EXCERPT PROVIDED:
☆ ☆ ☆ ☆ ☆

Master of St John's College, Cambridge (born 1965)

Heather Jane Hancock (born 27 August 1965) is a former civil servant who has held numerous positions related to North Yorkshire. Since 1 October 2020, she has been Master of St John's College, Cambridge.

== Early life and education ==
Hancock was born Heather Jane Wilkinson on 27 August 1965 in Colne, Lancashire, England. She was educated at Park High School, Colne, and Nelson and Colne College. She studied land economy at St John's College, Cambridge, gaining a first-class degree. She was made an honorary fellow of the college in February 2019. In 2021, she was made an honorary fellow of Trinity College Dublin and of Darwin College, Cambridge.

== Career ==
Hancock joined the Government Economic Service in 1988, and served as Private Secretary to three Home Secretaries: David Waddington, Kenneth Baker, and Kenneth Clarke. She was part of the team which created the new Department of National Heritage (now the Department for Digital, Culture, Media and Sport), established after the 1992 General Election, where she was Private Secretary to the Permanent Secretary, Hayden Phillips. She established the Millennium Commission in 1994, and served as its Acting Chief Executive and Deputy Chief Executive. She was chairman of the English Football League's working party on the structure of football from 1997 to 1998.

☆ ☆ ☆ ☆ ☆

PROBLEM TO WORK ON:
Duplicate the part of the Heather Hancock text from "Heather Jane Hancock" up to and including "Darwin College, Cambridge.".

Free-text object descriptions:
☆ ☆ ☆ ☆ ☆

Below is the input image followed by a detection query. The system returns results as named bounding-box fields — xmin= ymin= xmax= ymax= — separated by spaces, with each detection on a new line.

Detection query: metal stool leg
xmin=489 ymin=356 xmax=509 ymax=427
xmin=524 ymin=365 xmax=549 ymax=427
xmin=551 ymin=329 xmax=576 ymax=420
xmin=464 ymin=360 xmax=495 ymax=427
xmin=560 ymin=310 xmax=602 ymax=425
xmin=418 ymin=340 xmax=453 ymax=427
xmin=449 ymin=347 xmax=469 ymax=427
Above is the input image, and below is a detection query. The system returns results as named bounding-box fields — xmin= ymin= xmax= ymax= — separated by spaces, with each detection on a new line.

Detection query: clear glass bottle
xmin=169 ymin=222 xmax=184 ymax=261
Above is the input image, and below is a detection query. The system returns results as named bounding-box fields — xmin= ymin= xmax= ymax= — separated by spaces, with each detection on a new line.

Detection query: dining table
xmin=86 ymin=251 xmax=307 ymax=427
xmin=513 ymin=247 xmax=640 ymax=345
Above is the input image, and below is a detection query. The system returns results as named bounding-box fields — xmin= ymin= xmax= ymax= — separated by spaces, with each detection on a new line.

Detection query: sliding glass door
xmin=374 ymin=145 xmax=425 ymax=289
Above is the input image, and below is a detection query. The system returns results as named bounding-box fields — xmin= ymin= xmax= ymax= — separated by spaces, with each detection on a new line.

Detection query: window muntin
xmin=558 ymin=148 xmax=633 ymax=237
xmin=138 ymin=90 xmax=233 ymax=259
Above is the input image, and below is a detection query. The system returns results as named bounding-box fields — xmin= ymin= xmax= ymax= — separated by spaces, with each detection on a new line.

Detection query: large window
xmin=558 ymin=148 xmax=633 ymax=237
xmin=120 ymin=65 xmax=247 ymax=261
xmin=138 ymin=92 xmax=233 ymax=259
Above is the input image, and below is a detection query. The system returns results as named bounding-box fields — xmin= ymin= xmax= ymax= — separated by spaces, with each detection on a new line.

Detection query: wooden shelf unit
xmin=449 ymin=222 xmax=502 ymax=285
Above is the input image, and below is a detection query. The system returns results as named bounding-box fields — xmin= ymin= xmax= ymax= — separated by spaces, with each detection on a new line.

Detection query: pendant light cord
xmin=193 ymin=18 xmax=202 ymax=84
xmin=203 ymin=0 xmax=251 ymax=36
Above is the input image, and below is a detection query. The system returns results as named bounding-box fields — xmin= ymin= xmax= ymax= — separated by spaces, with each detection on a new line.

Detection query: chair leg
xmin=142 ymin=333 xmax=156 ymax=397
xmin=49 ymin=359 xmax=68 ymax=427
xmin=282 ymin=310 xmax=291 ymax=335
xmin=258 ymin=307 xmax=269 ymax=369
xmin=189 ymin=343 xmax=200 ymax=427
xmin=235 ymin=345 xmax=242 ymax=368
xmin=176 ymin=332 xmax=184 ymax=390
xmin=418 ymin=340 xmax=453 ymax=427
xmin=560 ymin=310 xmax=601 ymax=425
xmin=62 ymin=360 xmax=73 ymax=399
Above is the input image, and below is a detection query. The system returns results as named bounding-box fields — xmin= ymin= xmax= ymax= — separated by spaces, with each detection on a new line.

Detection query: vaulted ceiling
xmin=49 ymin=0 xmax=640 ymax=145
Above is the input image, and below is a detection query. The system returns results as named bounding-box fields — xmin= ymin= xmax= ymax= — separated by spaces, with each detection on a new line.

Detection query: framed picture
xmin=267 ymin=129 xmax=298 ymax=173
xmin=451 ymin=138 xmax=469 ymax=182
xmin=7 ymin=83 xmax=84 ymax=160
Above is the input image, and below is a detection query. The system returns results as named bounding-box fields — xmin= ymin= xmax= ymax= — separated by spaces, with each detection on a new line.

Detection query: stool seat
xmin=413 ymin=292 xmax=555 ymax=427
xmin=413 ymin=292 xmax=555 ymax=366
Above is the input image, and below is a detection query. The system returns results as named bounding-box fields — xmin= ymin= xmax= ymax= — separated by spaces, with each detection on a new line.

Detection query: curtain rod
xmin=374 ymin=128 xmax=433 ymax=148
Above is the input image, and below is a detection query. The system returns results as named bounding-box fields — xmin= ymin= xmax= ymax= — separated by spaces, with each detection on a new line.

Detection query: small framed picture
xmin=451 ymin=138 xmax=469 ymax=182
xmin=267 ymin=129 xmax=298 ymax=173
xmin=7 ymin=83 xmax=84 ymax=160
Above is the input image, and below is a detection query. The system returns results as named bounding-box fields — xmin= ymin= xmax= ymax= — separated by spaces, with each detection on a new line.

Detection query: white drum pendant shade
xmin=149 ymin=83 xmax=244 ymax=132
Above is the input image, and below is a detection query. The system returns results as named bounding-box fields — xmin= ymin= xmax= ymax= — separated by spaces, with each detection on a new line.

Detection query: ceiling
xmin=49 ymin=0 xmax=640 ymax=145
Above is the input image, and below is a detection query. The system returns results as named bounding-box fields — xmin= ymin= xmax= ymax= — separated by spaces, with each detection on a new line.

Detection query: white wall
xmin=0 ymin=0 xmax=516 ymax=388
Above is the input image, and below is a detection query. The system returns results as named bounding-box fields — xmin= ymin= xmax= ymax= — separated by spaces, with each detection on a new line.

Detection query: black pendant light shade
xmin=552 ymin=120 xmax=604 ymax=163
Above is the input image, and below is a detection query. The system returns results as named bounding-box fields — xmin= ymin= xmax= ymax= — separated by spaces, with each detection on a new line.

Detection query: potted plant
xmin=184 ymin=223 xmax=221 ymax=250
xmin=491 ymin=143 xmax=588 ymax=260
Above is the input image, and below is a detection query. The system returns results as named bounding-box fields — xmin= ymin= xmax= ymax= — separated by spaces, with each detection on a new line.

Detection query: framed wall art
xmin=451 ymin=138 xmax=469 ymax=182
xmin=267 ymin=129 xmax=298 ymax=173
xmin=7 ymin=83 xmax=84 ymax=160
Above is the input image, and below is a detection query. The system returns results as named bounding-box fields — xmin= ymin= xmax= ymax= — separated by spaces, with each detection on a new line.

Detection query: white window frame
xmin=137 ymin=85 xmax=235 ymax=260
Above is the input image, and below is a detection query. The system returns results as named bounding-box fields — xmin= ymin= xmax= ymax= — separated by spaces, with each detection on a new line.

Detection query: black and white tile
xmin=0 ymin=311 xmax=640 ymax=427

☆ ☆ ☆ ☆ ☆

RESPONSE:
Heather Jane Hancock (born 27 August 1965) is a former civil servant who has held numerous positions related to North Yorkshire. Since 1 October 2020, she has been Master of St John's College, Cambridge.

== Early life and education ==
Hancock was born Heather Jane Wilkinson on 27 August 1965 in Colne, Lancashire, England. She was educated at Park High School, Colne, and Nelson and Colne College. She studied land economy at St John's College, Cambridge, gaining a first-class degree. She was made an honorary fellow of the college in February 2019. In 2021, she was made an honorary fellow of Trinity College Dublin and of Darwin College, Cambridge.